→ **ASSIGNMENT 1**
Using the text about weightlifter Robles, explain why commentators thought she lived on so little money before the 2012 Summer Olympics.
→ **ASSIGNMENT 2**
Repeat the passage from the text about weightlifter Robles starting at "At the 2011" and ending at "in the 2012 Summer Olympics in London.".
→ **ASSIGNMENT 3**
Go on with the text about weightlifter Robles from the point where it stops.

→ **EXCERPTED TEXT**
= = = =

At the 2011 World Championships, she finished in eleventh place in her weight class but first place among American women weightlifters. Robles qualified as one of two American women to compete in the 2012 Summer Olympics in London.

====2012 Summer Olympics====
Despite being the highest-ranked weightlifter in the United States, Robles lived on less than $400 a month leading up to the 2012 Summer Olympics in London. Commentators have suggested that this was the result both of the lack of popular attention to the sport of weightlifting, as well as Robles and other women in the sport having larger body types than those of women athletes traditionally portrayed in mass media. Robles has been quoted as saying that, "You can get that sponsorship if you're a super-built guy or a girl who looks good in a bikini. But not if you're a girl who's built like a guy." As of July 16, 2012, a company called Solve Media was Robles's sponsor.

In competition, Robles came in 6th place in the +75kg, lifting 120 kg in the snatch, and 145 kg with the clean and jerk for a total of 265 kg.

= = = =

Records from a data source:
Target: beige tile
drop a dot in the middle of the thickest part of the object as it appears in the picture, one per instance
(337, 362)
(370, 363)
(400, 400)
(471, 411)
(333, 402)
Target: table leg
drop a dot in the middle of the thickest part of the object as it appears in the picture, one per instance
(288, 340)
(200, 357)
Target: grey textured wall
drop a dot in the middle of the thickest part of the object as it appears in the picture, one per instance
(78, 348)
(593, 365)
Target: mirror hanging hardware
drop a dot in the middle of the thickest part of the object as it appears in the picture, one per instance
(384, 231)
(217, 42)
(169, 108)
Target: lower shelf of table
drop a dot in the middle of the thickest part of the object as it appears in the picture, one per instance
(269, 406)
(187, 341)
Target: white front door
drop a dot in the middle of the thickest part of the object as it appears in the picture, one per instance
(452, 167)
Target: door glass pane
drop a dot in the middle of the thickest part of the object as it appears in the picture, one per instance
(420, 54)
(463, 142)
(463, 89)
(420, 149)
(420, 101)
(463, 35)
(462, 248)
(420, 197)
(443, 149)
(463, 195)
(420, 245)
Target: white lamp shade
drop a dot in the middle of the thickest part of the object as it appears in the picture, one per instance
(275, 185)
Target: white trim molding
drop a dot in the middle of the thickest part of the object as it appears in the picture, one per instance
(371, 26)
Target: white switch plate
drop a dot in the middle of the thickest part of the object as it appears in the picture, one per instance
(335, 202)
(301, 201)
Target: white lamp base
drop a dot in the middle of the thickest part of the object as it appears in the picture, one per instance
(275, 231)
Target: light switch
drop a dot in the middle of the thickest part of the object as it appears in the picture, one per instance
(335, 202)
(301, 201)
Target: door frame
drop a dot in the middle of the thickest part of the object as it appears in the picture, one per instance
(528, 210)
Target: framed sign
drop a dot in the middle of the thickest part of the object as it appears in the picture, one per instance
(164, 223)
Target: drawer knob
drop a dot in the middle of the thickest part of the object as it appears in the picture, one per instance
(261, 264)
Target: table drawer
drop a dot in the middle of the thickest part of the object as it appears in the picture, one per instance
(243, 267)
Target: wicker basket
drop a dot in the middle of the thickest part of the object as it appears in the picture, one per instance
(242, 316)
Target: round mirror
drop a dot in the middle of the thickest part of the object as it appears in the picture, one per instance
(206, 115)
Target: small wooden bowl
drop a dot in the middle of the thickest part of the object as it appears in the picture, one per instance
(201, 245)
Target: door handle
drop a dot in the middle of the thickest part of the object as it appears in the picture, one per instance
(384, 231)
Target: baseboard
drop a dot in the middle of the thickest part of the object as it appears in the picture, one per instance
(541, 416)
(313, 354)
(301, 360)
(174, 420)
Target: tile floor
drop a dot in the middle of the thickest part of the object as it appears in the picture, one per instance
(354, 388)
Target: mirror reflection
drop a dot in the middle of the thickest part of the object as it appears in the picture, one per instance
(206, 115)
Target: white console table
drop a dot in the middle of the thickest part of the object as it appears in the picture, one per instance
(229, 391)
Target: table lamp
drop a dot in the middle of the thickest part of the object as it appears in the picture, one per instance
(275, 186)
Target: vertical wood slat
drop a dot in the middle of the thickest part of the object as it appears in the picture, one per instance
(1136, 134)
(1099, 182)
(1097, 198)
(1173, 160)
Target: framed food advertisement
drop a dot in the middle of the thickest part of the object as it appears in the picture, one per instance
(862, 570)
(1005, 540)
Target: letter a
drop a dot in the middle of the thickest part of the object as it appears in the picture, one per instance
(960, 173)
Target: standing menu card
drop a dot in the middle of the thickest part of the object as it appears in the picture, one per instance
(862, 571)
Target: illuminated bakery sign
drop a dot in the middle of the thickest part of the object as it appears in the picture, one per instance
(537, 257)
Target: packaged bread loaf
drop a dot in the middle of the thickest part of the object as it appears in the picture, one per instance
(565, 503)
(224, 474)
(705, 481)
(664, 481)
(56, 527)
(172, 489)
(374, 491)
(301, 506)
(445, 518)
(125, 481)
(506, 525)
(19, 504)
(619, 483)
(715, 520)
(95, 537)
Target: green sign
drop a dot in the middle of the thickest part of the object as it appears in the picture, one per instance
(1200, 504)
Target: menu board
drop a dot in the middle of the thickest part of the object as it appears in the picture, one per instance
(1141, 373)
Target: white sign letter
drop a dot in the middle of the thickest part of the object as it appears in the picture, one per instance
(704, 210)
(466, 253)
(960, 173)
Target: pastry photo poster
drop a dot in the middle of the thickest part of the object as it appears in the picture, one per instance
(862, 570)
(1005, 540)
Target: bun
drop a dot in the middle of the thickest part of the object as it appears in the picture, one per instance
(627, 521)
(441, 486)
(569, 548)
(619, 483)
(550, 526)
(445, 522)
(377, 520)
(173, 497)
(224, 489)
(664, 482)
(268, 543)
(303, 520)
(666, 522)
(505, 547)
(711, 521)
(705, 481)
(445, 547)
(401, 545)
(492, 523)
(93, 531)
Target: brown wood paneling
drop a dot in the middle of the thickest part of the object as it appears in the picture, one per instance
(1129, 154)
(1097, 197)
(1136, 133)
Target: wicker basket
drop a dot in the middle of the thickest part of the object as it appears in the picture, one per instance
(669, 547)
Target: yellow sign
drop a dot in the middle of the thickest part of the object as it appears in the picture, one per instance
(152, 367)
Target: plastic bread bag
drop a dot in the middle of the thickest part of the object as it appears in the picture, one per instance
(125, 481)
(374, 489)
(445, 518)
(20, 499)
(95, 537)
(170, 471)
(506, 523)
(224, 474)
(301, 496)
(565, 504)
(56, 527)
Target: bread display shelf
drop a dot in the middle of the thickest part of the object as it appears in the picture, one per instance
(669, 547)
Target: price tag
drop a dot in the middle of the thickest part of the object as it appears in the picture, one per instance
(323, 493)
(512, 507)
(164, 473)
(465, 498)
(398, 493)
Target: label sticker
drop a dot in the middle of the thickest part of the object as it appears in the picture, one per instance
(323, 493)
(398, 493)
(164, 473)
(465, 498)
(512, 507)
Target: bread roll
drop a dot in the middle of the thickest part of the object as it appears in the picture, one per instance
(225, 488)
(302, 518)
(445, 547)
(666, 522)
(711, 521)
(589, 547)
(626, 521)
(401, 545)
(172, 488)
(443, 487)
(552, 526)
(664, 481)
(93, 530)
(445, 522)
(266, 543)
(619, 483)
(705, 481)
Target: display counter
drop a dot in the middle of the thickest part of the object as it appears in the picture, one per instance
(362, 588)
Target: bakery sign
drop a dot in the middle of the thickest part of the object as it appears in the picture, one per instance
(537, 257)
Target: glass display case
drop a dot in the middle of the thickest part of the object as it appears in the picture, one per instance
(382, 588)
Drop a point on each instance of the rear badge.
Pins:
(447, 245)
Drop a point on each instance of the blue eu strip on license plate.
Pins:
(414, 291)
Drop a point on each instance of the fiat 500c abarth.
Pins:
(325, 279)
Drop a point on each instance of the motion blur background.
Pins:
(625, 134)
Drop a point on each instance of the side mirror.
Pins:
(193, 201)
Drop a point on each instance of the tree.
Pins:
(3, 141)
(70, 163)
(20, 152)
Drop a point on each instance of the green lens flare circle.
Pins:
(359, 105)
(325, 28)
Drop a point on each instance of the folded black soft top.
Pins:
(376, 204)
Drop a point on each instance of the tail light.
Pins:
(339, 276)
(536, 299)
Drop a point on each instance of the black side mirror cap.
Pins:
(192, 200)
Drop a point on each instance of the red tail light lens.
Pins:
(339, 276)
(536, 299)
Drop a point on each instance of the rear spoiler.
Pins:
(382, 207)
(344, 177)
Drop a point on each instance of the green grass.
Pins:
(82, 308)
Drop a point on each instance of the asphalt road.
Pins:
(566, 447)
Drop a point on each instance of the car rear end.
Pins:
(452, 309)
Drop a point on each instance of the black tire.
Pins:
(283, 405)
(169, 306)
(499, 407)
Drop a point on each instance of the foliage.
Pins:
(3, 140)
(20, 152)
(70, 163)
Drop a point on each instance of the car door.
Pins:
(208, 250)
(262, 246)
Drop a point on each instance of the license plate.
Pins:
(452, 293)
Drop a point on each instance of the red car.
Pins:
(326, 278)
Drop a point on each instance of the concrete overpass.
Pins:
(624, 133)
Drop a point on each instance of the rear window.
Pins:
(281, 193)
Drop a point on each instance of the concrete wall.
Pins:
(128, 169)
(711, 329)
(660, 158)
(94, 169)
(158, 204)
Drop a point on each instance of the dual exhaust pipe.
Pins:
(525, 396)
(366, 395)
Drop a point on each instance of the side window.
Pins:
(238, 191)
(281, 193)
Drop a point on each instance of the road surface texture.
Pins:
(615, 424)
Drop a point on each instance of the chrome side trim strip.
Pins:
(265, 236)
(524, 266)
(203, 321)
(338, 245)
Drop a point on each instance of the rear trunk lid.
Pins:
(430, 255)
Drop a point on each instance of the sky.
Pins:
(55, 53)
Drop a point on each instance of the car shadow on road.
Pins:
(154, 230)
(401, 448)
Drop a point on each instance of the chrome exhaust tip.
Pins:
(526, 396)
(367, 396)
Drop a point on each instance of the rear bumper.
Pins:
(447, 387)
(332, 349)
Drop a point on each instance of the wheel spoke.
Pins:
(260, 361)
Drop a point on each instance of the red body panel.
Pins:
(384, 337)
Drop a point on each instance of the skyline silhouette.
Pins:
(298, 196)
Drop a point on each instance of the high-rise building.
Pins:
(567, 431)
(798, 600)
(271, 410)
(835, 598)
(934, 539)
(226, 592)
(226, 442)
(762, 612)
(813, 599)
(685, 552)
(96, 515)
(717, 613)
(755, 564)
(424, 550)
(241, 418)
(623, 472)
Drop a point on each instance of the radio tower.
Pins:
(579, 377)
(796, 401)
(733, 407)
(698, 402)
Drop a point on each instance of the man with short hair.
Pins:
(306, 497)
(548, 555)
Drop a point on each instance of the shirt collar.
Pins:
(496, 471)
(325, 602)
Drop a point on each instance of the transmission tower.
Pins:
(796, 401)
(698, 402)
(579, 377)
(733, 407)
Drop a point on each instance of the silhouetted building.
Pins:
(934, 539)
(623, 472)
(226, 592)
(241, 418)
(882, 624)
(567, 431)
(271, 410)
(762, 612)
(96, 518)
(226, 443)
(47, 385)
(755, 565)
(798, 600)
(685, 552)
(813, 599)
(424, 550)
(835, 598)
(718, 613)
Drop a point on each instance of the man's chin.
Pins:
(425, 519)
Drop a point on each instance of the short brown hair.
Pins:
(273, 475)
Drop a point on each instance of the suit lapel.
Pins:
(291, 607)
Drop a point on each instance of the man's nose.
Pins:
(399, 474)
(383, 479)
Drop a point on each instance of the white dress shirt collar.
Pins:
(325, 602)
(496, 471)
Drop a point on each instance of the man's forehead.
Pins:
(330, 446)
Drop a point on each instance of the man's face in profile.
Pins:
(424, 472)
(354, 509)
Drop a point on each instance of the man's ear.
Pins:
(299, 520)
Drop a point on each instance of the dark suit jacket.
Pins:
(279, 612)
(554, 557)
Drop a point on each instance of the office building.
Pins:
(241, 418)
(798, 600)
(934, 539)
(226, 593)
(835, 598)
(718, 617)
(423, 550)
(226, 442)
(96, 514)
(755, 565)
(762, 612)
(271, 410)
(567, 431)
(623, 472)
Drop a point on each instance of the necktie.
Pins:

= = = =

→ **REPLY 1**
Commentators suggested it came from two things. Weightlifting gets little popular attention, and Robles and other women in the sport have larger body types than the women athletes mass media traditionally portray.

→ **REPLY 2**
At the 2011 World Championships, she finished in eleventh place in her weight class but first place among American women weightlifters. Robles qualified as one of two American women to compete in the 2012 Summer Olympics in London.

→ **REPLY 3**
====Doping controversy====
On June 29, 2013, Robles failed a test for "DHEA, testosterone, and pregnanediol", and on August 8, 2013, was sanctioned by the International Weightlifting Federation. and the United States Anti-Doping Agency, which cited the discovery as "the presence of an exogenous androgenic anabolic steroid and/or its metabolites", removing her from competition for two years.

Robles disputed the doping accusation, asserting that treatment for Polycystic ovary syndrome (PCOS) using Dehydroepiandrosterone (DHEA) was advised by her physician.
"My doctor and I worked together to try different treatment options for my PCOS, as a preventative measure. Because my progesterone and DHEA levels are naturally quite low because of PCOS, my doctor felt that supplementing with DHEA would help balance things out in my system. We did not feel that bringing my DHEA to a normal level would be contradictory to my stance as a clean athlete"
— Sarah Robles, December 12, 2013

She did not seek a therapeutic use exemption (TUE) prior. Joe Micela, Robles's coach, stated that he did not approve of the DHEA use, calling it a "stupid decision", though he did not think it impacted Robles's performance. Robles's appeal of the suspension for medical reasons was denied.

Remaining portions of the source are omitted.